**Dataset entries:**
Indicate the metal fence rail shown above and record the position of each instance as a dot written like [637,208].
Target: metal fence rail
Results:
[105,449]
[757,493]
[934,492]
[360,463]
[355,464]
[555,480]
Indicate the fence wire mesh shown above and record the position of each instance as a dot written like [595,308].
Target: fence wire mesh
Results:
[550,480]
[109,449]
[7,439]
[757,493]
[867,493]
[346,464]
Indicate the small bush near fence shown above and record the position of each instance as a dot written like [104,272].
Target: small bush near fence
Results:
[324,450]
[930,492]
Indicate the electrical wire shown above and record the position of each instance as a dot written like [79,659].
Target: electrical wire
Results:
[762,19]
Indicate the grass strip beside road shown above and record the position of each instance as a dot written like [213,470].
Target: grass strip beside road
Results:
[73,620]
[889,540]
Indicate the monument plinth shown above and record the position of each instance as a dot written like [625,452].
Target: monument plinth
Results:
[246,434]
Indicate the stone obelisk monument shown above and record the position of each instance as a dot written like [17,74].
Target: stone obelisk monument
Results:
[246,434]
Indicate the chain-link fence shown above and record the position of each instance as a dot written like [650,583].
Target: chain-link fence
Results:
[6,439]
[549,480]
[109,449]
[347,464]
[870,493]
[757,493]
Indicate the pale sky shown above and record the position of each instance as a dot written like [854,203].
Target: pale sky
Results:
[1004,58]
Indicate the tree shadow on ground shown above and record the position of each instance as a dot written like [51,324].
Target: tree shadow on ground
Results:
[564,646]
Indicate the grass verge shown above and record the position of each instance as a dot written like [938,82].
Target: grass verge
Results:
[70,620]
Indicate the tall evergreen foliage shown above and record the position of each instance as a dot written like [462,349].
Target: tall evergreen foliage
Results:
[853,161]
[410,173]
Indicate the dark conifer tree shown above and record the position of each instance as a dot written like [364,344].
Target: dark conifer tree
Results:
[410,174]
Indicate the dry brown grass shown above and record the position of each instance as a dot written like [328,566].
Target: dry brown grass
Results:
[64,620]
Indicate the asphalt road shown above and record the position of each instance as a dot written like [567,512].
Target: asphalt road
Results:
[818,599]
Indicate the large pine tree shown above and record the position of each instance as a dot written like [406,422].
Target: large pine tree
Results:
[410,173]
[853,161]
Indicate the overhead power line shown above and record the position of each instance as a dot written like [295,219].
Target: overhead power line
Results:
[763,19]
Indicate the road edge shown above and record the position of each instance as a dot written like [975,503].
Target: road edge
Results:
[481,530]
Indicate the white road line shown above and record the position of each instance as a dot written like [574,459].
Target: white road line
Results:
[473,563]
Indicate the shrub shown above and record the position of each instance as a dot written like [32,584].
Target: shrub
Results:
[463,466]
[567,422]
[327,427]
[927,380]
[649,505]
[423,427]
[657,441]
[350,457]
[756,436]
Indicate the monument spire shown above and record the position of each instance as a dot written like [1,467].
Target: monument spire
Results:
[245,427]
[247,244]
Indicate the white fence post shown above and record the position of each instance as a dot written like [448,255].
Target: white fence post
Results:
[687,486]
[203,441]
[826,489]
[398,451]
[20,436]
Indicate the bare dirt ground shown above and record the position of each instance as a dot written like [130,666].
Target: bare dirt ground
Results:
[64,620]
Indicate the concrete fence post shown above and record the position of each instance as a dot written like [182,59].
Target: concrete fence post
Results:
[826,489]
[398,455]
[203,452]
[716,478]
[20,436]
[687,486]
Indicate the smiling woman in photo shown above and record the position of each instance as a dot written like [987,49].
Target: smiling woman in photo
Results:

**Stated exercise:** Render every line of the data above as a Markdown table with the columns "Row" and "Data line." Number the rows in order and skip any blank lines.

**Result of this task:**
| Row | Data line |
|---|---|
| 1 | Indicate the metal fence rail shown above and record the position of each instance as a dot written like [637,208]. |
| 2 | Target: metal fence rail |
| 3 | Results: |
| 4 | [105,449] |
| 5 | [757,493] |
| 6 | [934,492] |
| 7 | [360,463] |
| 8 | [355,464] |
| 9 | [555,480] |
| 10 | Indicate the fence wire mesh shown above and record the position of each instance as a dot written like [595,308]. |
| 11 | Target: fence wire mesh |
| 12 | Results: |
| 13 | [550,480] |
| 14 | [109,449] |
| 15 | [7,439] |
| 16 | [757,493] |
| 17 | [867,493] |
| 18 | [346,464] |
| 19 | Indicate the small bush near fence shown above and record the position of each instance as a dot written like [104,272]. |
| 20 | Target: small bush near fence |
| 21 | Results: |
| 22 | [324,450] |
| 23 | [930,492] |
| 24 | Indicate the electrical wire shown above and record the position of each instance as a dot written like [79,659]. |
| 25 | Target: electrical wire |
| 26 | Results: |
| 27 | [762,19] |
| 28 | Indicate the grass strip beside road shown above and record the position of each instance as a dot written like [213,470]. |
| 29 | Target: grass strip beside road |
| 30 | Results: |
| 31 | [73,620] |
| 32 | [889,540] |
| 33 | Indicate the monument plinth shown above and record the position of each instance as a dot written like [625,452]. |
| 34 | Target: monument plinth |
| 35 | Results: |
| 36 | [246,434] |
| 37 | Indicate the stone obelisk monument shown above and record the position of each instance as a dot written like [17,74]. |
| 38 | Target: stone obelisk monument |
| 39 | Results: |
| 40 | [246,434] |
| 41 | Indicate the chain-link fence shown above and record the position of each instance as a dot written like [650,583]. |
| 42 | Target: chain-link fence |
| 43 | Results: |
| 44 | [6,439] |
| 45 | [549,480] |
| 46 | [109,449] |
| 47 | [347,464] |
| 48 | [870,493] |
| 49 | [757,493] |
| 50 | Indicate the pale sky shown above and record the position of each instance as a dot written like [854,203]. |
| 51 | Target: pale sky |
| 52 | Results: |
| 53 | [1004,58] |
| 54 | Indicate the tree shadow on ground shown above and record the position of each instance as a dot written like [51,324]. |
| 55 | Target: tree shadow on ground |
| 56 | Results: |
| 57 | [564,646] |
| 58 | Indicate the grass verge shown above and record the position of each instance as a dot written like [938,82]. |
| 59 | Target: grass verge |
| 60 | Results: |
| 61 | [70,620] |
| 62 | Indicate the tall evergreen foliage shown above and record the position of each instance as a dot written like [462,349]. |
| 63 | Target: tall evergreen foliage |
| 64 | Results: |
| 65 | [853,161] |
| 66 | [410,173] |
| 67 | Indicate the dark conifer tree shown above and record the position of each instance as a dot written like [364,344]. |
| 68 | Target: dark conifer tree |
| 69 | Results: |
| 70 | [410,174] |
| 71 | Indicate the dry brown grass shown above and record the position of each instance as a dot written like [328,566]. |
| 72 | Target: dry brown grass |
| 73 | Results: |
| 74 | [64,620] |
| 75 | Indicate the asphalt road shown above and record the position of each instance as a dot written like [567,512]. |
| 76 | Target: asphalt road |
| 77 | Results: |
| 78 | [818,599] |
| 79 | Indicate the large pine tree shown above and record the position of each instance as a dot written like [406,422]. |
| 80 | Target: large pine tree |
| 81 | Results: |
| 82 | [410,173] |
| 83 | [853,161] |
| 84 | Indicate the overhead power line shown above and record the position of each instance as a dot written like [295,219]. |
| 85 | Target: overhead power line |
| 86 | Results: |
| 87 | [763,19] |
| 88 | Indicate the road edge shown above and record the position of each instance as a dot written like [975,503]. |
| 89 | Target: road edge |
| 90 | Results: |
| 91 | [481,530] |
| 92 | Indicate the white road line shown above and record the position of each instance as a dot written like [574,459]. |
| 93 | Target: white road line |
| 94 | Results: |
| 95 | [473,563] |
| 96 | Indicate the shrub shown above and record the position of each instance as a dot written like [32,584]. |
| 97 | Target: shrub |
| 98 | Results: |
| 99 | [463,466] |
| 100 | [567,422] |
| 101 | [327,427] |
| 102 | [927,380] |
| 103 | [649,505] |
| 104 | [423,427] |
| 105 | [657,441] |
| 106 | [350,457] |
| 107 | [756,436] |
| 108 | Indicate the monument spire shown above and record the position of each instance as a dot written like [1,467]. |
| 109 | Target: monument spire |
| 110 | Results: |
| 111 | [245,427] |
| 112 | [247,244] |
| 113 | Indicate the white fence post shown above and record the position of each instance as a dot written like [448,255]. |
| 114 | Target: white fence post |
| 115 | Results: |
| 116 | [687,486] |
| 117 | [203,441] |
| 118 | [826,489] |
| 119 | [398,451] |
| 120 | [20,436] |
| 121 | Indicate the bare dirt ground shown above and record the position of each instance as a dot written like [130,666]. |
| 122 | Target: bare dirt ground |
| 123 | Results: |
| 124 | [64,620] |
| 125 | Indicate the concrete fence post shown above and record the position of each instance as a dot written like [182,59]. |
| 126 | Target: concrete fence post |
| 127 | Results: |
| 128 | [826,489] |
| 129 | [398,455] |
| 130 | [203,452] |
| 131 | [716,478] |
| 132 | [20,436] |
| 133 | [687,486] |
| 134 | Indicate the smiling woman in photo shown above and record the position of each instance as a dot written like [987,49]. |
| 135 | Target: smiling woman in photo |
| 136 | Results: |